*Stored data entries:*
● ● ●

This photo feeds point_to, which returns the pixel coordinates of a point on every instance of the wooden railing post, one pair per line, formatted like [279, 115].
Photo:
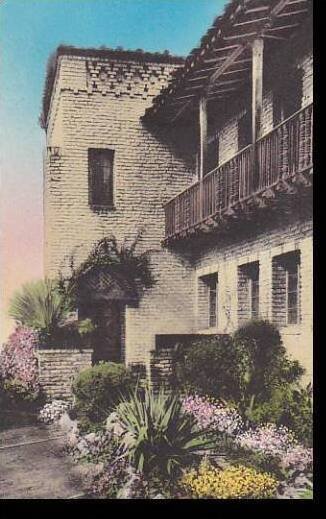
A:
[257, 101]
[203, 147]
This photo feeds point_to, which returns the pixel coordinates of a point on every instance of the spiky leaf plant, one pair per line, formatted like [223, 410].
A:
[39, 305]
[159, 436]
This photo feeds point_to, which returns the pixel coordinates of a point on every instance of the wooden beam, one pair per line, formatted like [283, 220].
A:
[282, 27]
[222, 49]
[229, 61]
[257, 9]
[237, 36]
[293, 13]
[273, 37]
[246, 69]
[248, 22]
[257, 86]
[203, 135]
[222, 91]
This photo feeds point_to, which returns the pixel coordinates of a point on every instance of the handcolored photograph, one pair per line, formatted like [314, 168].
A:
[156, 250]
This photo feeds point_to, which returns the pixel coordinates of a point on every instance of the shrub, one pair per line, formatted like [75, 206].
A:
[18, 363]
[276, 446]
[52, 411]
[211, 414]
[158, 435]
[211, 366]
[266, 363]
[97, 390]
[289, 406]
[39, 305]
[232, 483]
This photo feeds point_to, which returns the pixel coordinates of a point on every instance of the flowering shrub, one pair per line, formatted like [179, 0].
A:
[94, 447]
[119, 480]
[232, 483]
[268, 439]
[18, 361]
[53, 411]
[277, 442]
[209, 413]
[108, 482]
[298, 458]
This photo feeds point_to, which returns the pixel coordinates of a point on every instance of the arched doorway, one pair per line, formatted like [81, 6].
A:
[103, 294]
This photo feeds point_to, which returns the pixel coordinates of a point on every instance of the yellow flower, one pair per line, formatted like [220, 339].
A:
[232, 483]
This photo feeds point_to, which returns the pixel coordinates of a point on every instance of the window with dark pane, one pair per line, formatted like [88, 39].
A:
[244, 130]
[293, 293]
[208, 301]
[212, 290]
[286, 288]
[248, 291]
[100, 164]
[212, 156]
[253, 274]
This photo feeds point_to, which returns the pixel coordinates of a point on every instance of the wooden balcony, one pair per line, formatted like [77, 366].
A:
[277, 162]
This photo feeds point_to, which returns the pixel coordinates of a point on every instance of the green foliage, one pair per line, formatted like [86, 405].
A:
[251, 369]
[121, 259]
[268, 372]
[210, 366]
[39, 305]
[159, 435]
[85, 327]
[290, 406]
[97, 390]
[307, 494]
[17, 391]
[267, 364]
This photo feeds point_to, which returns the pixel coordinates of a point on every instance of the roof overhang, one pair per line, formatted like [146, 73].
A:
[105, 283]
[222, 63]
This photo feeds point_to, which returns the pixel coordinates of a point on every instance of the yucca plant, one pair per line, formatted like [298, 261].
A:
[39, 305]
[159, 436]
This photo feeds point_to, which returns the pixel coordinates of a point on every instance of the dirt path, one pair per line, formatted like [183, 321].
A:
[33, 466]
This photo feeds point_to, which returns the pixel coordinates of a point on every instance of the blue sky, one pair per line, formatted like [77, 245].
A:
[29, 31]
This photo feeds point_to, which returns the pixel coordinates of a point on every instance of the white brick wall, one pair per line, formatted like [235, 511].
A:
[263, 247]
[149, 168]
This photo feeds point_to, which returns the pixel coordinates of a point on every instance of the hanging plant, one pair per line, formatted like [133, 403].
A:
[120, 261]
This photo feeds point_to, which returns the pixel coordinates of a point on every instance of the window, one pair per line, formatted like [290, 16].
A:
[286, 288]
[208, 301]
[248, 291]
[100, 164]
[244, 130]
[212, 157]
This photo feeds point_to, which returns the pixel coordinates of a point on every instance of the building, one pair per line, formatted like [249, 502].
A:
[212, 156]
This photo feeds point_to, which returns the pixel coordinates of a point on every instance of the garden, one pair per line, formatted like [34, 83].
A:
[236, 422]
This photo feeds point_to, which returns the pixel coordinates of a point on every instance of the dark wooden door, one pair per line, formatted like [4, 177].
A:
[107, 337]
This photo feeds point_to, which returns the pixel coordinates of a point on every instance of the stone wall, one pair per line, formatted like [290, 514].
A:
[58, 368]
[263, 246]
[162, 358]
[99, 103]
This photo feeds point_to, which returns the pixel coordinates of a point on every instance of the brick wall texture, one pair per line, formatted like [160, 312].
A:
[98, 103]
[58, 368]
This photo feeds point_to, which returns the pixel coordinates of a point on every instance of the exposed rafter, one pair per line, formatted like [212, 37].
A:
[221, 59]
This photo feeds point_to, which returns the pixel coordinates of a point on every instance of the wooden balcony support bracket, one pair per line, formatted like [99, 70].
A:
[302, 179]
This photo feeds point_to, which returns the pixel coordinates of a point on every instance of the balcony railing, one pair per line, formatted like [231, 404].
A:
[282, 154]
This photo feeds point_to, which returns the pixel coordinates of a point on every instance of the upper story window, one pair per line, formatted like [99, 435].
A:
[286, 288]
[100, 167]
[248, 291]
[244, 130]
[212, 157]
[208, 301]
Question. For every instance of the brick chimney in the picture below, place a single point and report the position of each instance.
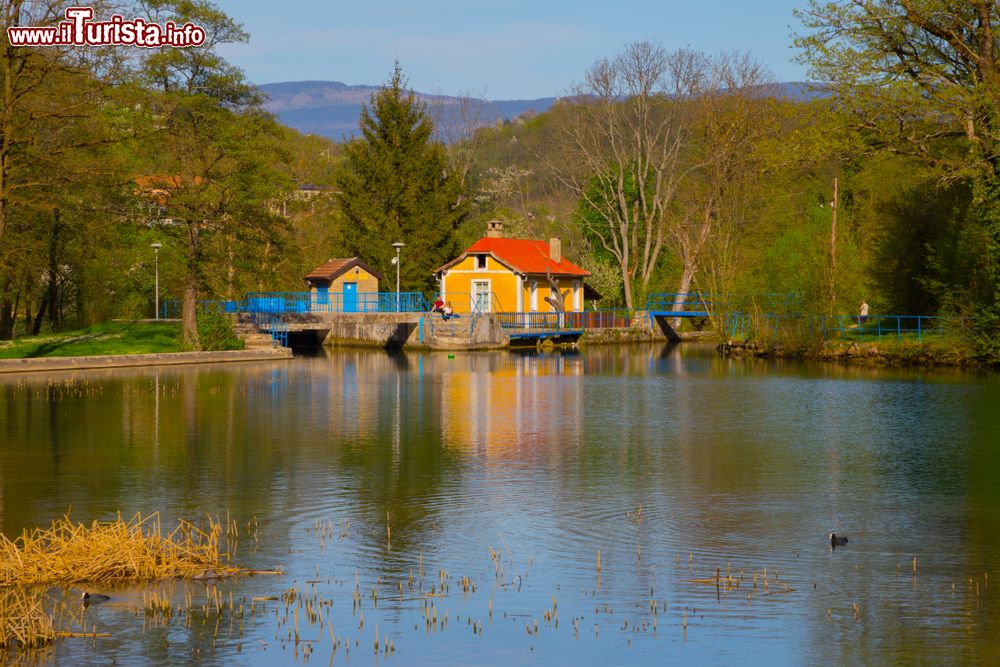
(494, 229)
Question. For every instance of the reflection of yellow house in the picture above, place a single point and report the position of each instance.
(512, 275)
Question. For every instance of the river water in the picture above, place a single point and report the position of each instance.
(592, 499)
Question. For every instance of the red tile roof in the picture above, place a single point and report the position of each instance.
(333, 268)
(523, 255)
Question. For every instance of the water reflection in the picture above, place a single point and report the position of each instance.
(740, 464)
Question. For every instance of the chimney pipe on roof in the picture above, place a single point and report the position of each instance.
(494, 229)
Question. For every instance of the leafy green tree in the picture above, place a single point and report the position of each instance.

● ● ●

*Exercise requirements:*
Transcribe the data exactly, minus any images.

*Output of the exercise:*
This photo feeds point_to, which returns the pixel coordinates of a point on every instance of the wooden railing post, one pair per line, formatted like [279, 115].
Photo:
A:
[257, 101]
[203, 147]
This photo feeds point_to, which returns the pixel coordinates of a point on every instance of the spiky leaf plant, one pair per line, formatted like [223, 410].
A:
[39, 305]
[159, 436]
This photo feeds point_to, which returns the pixel coordinates of a point on every instance of the wooden beam, one pair per line, formatted like [283, 220].
A:
[282, 27]
[222, 49]
[229, 61]
[257, 9]
[237, 36]
[293, 13]
[273, 37]
[246, 69]
[248, 22]
[257, 86]
[203, 135]
[222, 91]
This photo feeds point_to, which returns the pixel coordinates of a point on every instance of the handcolored photograph, one pair per line, formatted like [314, 168].
A:
[156, 250]
This photo feeds point_to, which returns the pixel coordinates of a point on every instance of the shrub, one pair per line, formatted like [75, 206].
A:
[18, 363]
[276, 446]
[52, 411]
[211, 414]
[158, 435]
[211, 366]
[266, 363]
[97, 390]
[289, 406]
[39, 305]
[232, 483]
This photo feeds point_to, which returns the pixel coordinates of a point on every instance of the flowering shrub, one pair per line, formatted like [179, 0].
A:
[94, 447]
[119, 480]
[232, 483]
[268, 439]
[18, 361]
[53, 411]
[277, 442]
[209, 413]
[108, 482]
[298, 458]
This photo feeds point_to, which returns the pixel coordinates of a point on every instance of the arched doorway, one pair per line, formatted like [81, 6].
A:
[103, 294]
This photo feeds point_to, which returns the pixel coordinates of a point on every instance of the yellow flower, one pair per line, formatted like [220, 339].
A:
[232, 483]
This photo feeds point_to, which returns the pixel coordinates of a point on every instance of the window with dark pane, one pair per line, formatted like [88, 39].
A:
[244, 130]
[293, 293]
[208, 301]
[212, 290]
[286, 288]
[248, 291]
[100, 164]
[212, 156]
[253, 274]
This photo feeds point_to, which returns the pixel coordinates of a point on every instance of the wooden balcony, one pair per line, formatted like [77, 366].
A:
[277, 162]
This photo feeds point_to, which returns the pixel coordinates of a point on every instance of the green foliage, one pair per line, formatted like [86, 405].
A:
[251, 369]
[121, 259]
[268, 372]
[210, 366]
[39, 305]
[159, 435]
[85, 327]
[290, 406]
[97, 390]
[307, 494]
[17, 391]
[267, 364]
This photo feeds point_to, which returns the pixel coordinates of a point on every instance of the roof overhang, one pair per line, formatted like [146, 73].
A:
[105, 283]
[222, 63]
This photo feeds point_to, which returns the pixel coordinates of a point on every instance of the yucca plant, one pair per line, formatted like [298, 261].
A:
[39, 305]
[159, 436]
This photo feeds point_to, which returns the pixel coordinates of a point on every instance of the dirt path, one pair per line, formatted like [183, 321].
A:
[33, 466]
This photo feeds point_to, which returns the pixel coordinates of a point on every instance of the blue sky, one pair per line, formatted like [77, 245].
A:
[29, 31]
This photo feeds point_to, which returns the pixel coordinates of a point on every instance of the white brick wall, one pair per line, formatted like [235, 511].
A:
[263, 247]
[149, 168]
This photo feeds point_to, which returns the pixel coordinates of a point on every instance of the hanging plant, one pair per line, formatted like [133, 403].
A:
[120, 261]
This photo feeds point_to, which returns the pixel coordinates of a point on every instance of the window, one pair per line, formatted like [290, 16].
A:
[286, 288]
[208, 301]
[248, 291]
[100, 164]
[244, 130]
[212, 157]
This photo feeds point_to, which returns the pixel coordinates of a point on every instance of the building, one pair per line, formatted like [249, 502].
A:
[212, 156]
This photo feeds point_to, which returns the pixel coordinates of a point on every instance of the garden, one pair per line, formatted like [34, 83].
A:
[236, 422]
This photo feeds point_to, which returns the pixel coordinates of a point on every instance of the dark wooden door, one pair per line, formatted like [4, 177].
A:
[107, 337]
This photo feeds point_to, which returns the pixel coordinates of a point on every instance of the stone wall, one pair per line, formatted like [290, 514].
A:
[58, 368]
[263, 246]
[162, 358]
[99, 103]
This photo feeds point_to, which returns the pixel coordinates of a point on every instance of the brick wall texture, one pair per line, formatted like [160, 312].
A:
[98, 103]
[58, 368]
This photo feeds point_to, which returns the pixel coordinates of a point on every instance of the exposed rafter, one pair per line, formatted like [212, 37].
A:
[221, 59]
This photo feeds point_to, which returns the pixel coordinates of a point on every instance of the wooden balcony support bracket, one pair per line, formatted like [99, 70].
A:
[302, 179]
This photo feeds point_to, which returns the pixel coordinates of a point on every instance of the balcony railing, one pair per line, formatted like [231, 404].
A:
[282, 154]
This photo feeds point_to, which returns the pixel coordinates of a point on every instance of the upper story window, one pair per line, formatted like [99, 435].
A:
[286, 288]
[100, 167]
[248, 291]
[244, 130]
[212, 157]
[208, 301]
Question. For every instance of the brick chimney in the picture below, place a single point and report the position of each instance.
(494, 229)
Question. For every instance of the reflection of yellow house in the picture above, place a single point and report the position of each instance.
(512, 275)
Question. For every instance of the river water in the picture above, place a single point and report the position of each instance.
(592, 499)
Question. For every instance of the red tile roof in the picture above, place a single point and report the position of each instance.
(333, 268)
(523, 255)
Question. For every instance of the water reflection in the picture above, place a single point and report the position of each instance.
(740, 464)
Question. For every instance of the chimney pipe on roof in the picture above, place a single point and report the position of each instance.
(494, 229)
Question. For every instance of the leafy green tree in the picture above, place a single point and report the position of each instance.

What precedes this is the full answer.